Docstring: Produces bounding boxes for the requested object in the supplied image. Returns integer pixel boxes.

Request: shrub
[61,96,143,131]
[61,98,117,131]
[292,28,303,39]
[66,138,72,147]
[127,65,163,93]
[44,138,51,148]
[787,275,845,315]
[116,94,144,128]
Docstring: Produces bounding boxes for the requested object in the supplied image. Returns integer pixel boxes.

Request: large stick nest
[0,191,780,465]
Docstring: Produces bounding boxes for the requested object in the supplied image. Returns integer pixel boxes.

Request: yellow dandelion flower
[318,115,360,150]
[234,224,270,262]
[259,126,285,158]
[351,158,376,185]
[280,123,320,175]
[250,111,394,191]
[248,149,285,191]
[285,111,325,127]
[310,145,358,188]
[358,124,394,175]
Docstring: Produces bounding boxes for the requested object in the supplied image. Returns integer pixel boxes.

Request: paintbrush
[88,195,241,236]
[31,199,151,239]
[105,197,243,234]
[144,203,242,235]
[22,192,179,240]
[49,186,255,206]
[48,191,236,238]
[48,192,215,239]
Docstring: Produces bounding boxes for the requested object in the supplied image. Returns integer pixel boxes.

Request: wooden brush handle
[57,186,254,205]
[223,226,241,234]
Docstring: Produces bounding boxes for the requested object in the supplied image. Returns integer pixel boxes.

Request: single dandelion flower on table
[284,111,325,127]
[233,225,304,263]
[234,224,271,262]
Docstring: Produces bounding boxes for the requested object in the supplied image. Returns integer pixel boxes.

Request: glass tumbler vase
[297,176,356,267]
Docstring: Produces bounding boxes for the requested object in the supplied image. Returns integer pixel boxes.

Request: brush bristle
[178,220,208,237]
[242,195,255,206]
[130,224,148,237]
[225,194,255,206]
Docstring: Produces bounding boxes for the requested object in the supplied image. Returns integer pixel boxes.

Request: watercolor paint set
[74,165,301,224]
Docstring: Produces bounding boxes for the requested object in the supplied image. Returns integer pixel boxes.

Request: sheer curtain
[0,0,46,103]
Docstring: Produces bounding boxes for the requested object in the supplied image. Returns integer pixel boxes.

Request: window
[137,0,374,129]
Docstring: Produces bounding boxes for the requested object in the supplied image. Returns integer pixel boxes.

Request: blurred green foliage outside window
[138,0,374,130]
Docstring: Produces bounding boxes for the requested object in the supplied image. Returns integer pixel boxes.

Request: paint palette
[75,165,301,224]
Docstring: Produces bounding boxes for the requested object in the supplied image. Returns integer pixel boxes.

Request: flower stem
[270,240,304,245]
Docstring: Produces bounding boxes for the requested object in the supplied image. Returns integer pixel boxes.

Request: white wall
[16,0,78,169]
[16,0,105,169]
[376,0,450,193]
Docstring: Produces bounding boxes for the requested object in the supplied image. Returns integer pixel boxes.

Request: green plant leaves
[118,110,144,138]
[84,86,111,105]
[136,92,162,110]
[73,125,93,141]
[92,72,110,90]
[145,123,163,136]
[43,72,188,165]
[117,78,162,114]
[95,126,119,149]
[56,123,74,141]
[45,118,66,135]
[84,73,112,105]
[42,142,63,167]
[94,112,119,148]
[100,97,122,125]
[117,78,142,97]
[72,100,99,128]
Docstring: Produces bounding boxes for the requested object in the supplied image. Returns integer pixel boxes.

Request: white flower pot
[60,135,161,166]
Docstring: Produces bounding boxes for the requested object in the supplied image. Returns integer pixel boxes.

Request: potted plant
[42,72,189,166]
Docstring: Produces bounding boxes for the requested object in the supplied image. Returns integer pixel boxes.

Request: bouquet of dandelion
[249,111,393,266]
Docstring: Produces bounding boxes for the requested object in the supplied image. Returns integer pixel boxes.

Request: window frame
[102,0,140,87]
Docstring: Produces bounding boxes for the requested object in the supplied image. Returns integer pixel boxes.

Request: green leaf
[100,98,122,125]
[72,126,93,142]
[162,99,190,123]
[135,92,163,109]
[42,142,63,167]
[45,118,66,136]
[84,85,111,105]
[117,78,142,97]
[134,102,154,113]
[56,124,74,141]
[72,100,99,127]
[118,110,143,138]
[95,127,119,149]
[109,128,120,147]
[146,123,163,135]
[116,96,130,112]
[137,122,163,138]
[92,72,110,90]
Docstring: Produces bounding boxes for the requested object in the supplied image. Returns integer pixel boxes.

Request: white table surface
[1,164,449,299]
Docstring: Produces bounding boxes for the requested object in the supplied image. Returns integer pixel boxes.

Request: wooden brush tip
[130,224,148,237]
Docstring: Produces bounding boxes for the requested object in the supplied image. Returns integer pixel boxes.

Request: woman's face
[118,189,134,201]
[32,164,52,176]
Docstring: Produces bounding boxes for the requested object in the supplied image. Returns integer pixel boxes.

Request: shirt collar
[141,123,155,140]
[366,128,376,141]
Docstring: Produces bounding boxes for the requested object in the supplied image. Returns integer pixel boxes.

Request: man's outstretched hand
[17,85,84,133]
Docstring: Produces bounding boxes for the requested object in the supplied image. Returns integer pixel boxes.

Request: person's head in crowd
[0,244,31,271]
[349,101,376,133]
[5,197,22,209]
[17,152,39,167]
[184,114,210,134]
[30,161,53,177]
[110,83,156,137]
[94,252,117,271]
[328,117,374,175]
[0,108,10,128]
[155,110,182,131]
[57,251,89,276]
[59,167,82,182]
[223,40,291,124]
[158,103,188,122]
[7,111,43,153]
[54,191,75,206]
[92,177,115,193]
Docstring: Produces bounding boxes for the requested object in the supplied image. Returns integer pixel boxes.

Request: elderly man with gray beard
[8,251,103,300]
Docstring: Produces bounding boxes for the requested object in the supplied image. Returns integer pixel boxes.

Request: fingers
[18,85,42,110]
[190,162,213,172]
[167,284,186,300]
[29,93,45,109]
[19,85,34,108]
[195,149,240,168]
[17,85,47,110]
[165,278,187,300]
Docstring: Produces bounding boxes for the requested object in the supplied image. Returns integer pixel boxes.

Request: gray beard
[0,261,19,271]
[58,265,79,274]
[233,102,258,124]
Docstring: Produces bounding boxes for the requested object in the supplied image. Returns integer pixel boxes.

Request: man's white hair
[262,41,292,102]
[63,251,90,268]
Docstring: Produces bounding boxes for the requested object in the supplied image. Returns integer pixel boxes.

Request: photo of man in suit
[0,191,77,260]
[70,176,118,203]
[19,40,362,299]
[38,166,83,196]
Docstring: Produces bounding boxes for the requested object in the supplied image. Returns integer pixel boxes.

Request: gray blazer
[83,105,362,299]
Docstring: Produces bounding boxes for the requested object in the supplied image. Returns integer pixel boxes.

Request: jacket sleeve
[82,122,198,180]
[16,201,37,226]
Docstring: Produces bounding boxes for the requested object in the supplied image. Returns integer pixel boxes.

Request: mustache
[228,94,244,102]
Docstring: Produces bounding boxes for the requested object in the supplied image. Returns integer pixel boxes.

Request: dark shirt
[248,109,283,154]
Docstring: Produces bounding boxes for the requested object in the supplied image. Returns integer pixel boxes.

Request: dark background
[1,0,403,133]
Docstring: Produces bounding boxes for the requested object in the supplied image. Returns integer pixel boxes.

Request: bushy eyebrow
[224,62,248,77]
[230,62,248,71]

+-------+

About this exercise:
Extract the listing in its entirety, matching it exactly.

Solution to this task:
Docstring: Produces bounding boxes for the requested object in the supplied image. Returns integer pixel boxes.

Request: shrub
[61,96,143,131]
[61,98,117,131]
[292,28,303,39]
[66,138,72,147]
[127,65,163,93]
[44,138,51,148]
[787,275,845,315]
[116,94,144,128]
Docstring: Produces bounding boxes for the requested object in the supplied image. Returns integer pixel boxes.

Request: large stick nest
[0,191,780,465]
Docstring: Produces bounding boxes for the requested object in the supplied image. Returns integer pixel boxes.

Request: yellow dandelion flower
[318,115,360,150]
[234,224,270,262]
[259,126,285,158]
[351,158,376,185]
[280,123,320,175]
[250,111,394,191]
[248,149,285,191]
[285,111,325,127]
[310,145,358,188]
[358,124,394,175]
Docstring: Produces bounding boxes for the requested object in the supplied image. Returns integer pixel boxes.

Request: paintbrush
[88,195,241,236]
[31,199,151,239]
[105,197,243,234]
[144,203,242,235]
[22,192,179,240]
[49,186,255,206]
[48,191,236,238]
[48,192,215,239]
Docstring: Produces bounding boxes for the requested object in the supplied image. Returns integer pixel boxes.

Request: wooden brush handle
[57,186,254,205]
[223,226,241,234]
Docstring: Produces bounding boxes for the requested object in the supplied image. Returns integer pixel boxes.

Request: single dandelion flower on table
[284,111,325,127]
[233,225,304,263]
[234,224,271,262]
Docstring: Produces bounding boxes for the requested object in the supplied image. Returns integer pixel boxes.

Request: glass tumbler vase
[297,176,356,267]
Docstring: Produces bounding boxes for the requested object in the supplied image. Returns integer pixel boxes.

Request: brush bristle
[178,220,208,237]
[242,195,255,206]
[130,224,148,237]
[225,194,255,206]
Docstring: Produces bounding boxes for the requested object in the supplied image. Returns integer pixel boxes.

Request: watercolor paint set
[74,165,301,224]
Docstring: Produces bounding boxes for the requested object in the supplied image. Returns integer pixel boxes.

Request: sheer curtain
[0,0,46,103]
Docstring: Produces bounding boxes for the requested object in the supplied image. Returns integer pixel boxes.

Request: window
[137,0,374,129]
Docstring: Produces bounding boxes for the requested object in the supplied image. Returns integer pixel boxes.

Request: blurred green foliage outside window
[138,0,374,130]
Docstring: Produces bounding boxes for the requested object in the supplied image. Returns integer pixel boxes.

Request: paint palette
[75,165,301,224]
Docstring: Produces bounding boxes for the requested object in the supplied image. Returns integer pixel boxes.

Request: flower stem
[270,240,304,245]
Docstring: Produces bounding boxes for the requested object in the supplied image. Returns integer pixel boxes.

Request: white wall
[16,0,78,169]
[16,0,105,169]
[376,0,450,193]
Docstring: Produces bounding boxes for the requested object in the supplied image. Returns integer pixel boxes.

Request: green plant leaves
[118,110,144,138]
[84,86,111,105]
[136,92,162,110]
[73,125,93,141]
[92,72,110,90]
[145,123,163,136]
[43,72,188,165]
[117,78,162,114]
[95,126,119,149]
[56,123,74,141]
[45,118,66,135]
[84,73,112,105]
[42,142,63,167]
[94,112,119,148]
[100,97,122,125]
[117,78,142,97]
[72,100,99,128]
Docstring: Produces bounding boxes for the requested object in the supplied image. Returns integer pixel boxes.

Request: white flower pot
[60,135,161,166]
Docstring: Produces bounding boxes for the requested object in the supplied image. Returns integer pixel boxes.

Request: potted plant
[42,72,189,166]
Docstring: Produces bounding boxes for the requested object in the supplied image. Returns integer pixel boxes.

Request: bouquet of dandelion
[249,111,393,266]
Docstring: Produces bounding boxes for the requested object in the supplied image. Returns integer pixel boxes.

Request: window frame
[102,0,140,87]
Docstring: Produces bounding boxes for the requested object in the supplied image. Returns integer pixel boxes.

Request: green leaf
[100,98,122,125]
[72,126,93,142]
[162,99,190,123]
[135,92,163,109]
[42,142,63,167]
[45,118,66,136]
[84,85,111,105]
[117,78,142,97]
[134,102,154,113]
[56,124,74,141]
[72,100,99,127]
[118,110,143,138]
[95,127,119,149]
[109,128,120,147]
[146,123,163,135]
[116,96,130,112]
[137,122,163,138]
[92,72,110,90]
Docstring: Produces bounding boxes for the requested object in the supplied image. Returns integer pixel boxes.

Request: white table surface
[1,164,449,299]
Docstring: Produces bounding boxes for the requested object in the supplied image. Returns integer pixel boxes.

Request: wooden brush tip
[130,224,148,237]
Docstring: Produces bounding boxes for the requested object in the supplied image. Returns integer pixel boxes.

Request: woman's face
[118,189,134,201]
[32,164,52,176]
Docstring: Produces bounding boxes for the requested object in the supplied image. Returns integer pixel boxes.

Request: shirt collar
[141,123,155,140]
[366,128,376,141]
Docstring: Produces bounding boxes for the requested object in the supplied image. Returns integer pixel boxes.

Request: man's outstretched hand
[17,85,84,133]
Docstring: Produces bounding boxes for the requested object in the supplied image. Returns integer pixel boxes.

Request: person's head in crowd
[0,244,31,271]
[349,101,376,133]
[5,197,22,209]
[17,152,39,167]
[184,114,210,134]
[30,161,53,177]
[110,83,156,137]
[94,252,117,271]
[328,117,374,175]
[0,108,10,128]
[155,110,182,131]
[57,251,89,276]
[59,167,82,182]
[223,40,291,124]
[158,103,188,122]
[7,111,43,153]
[54,191,75,206]
[92,177,115,193]
Docstring: Produces bounding boxes for the requested object in the supplied image. Returns integer pixel boxes.

Request: elderly man with gray beard
[8,251,103,300]
Docstring: Produces bounding boxes for the requested object in the supplied image. Returns integer pixel boxes.

Request: fingers
[18,85,42,110]
[190,162,213,172]
[167,284,186,300]
[29,93,45,109]
[19,85,34,108]
[195,149,240,168]
[17,85,47,110]
[165,278,187,300]
Docstring: Produces bounding boxes for the requested object in the supplied image. Returns integer pixel boxes.

Request: gray beard
[0,261,19,271]
[58,265,79,274]
[233,102,258,124]
Docstring: Produces bounding boxes for the requested object in the supplied image. Returns integer pixel boxes.

Request: man's white hair
[262,41,292,102]
[63,251,90,268]
Docstring: Produces bounding boxes for the requested object in the supplied image. Returns integer pixel boxes.

Request: photo of man in suit
[0,191,77,260]
[70,176,118,203]
[19,40,362,299]
[38,166,83,196]
Docstring: Produces bounding boxes for the requested object in the supplied image. Returns integer pixel boxes.

Request: gray blazer
[83,105,362,299]
Docstring: Produces bounding boxes for the requested object in the supplied image. Returns integer pixel boxes.

Request: jacket sleeve
[82,122,198,180]
[16,201,37,226]
Docstring: Produces bounding boxes for the requested object in the supplied image. Returns integer pixel boxes.

Request: mustache
[228,94,244,102]
Docstring: Produces bounding boxes for the requested object in the supplied image. Returns integer pixel boxes.

Request: dark shirt
[248,109,283,154]
Docstring: Produces bounding boxes for the requested object in the supplied image. Returns integer pixel boxes.

Request: dark background
[1,0,403,133]
Docstring: Produces bounding boxes for the requested object in the supplied image. Returns integer pixel boxes.

Request: bushy eyebrow
[224,62,248,77]
[230,62,248,71]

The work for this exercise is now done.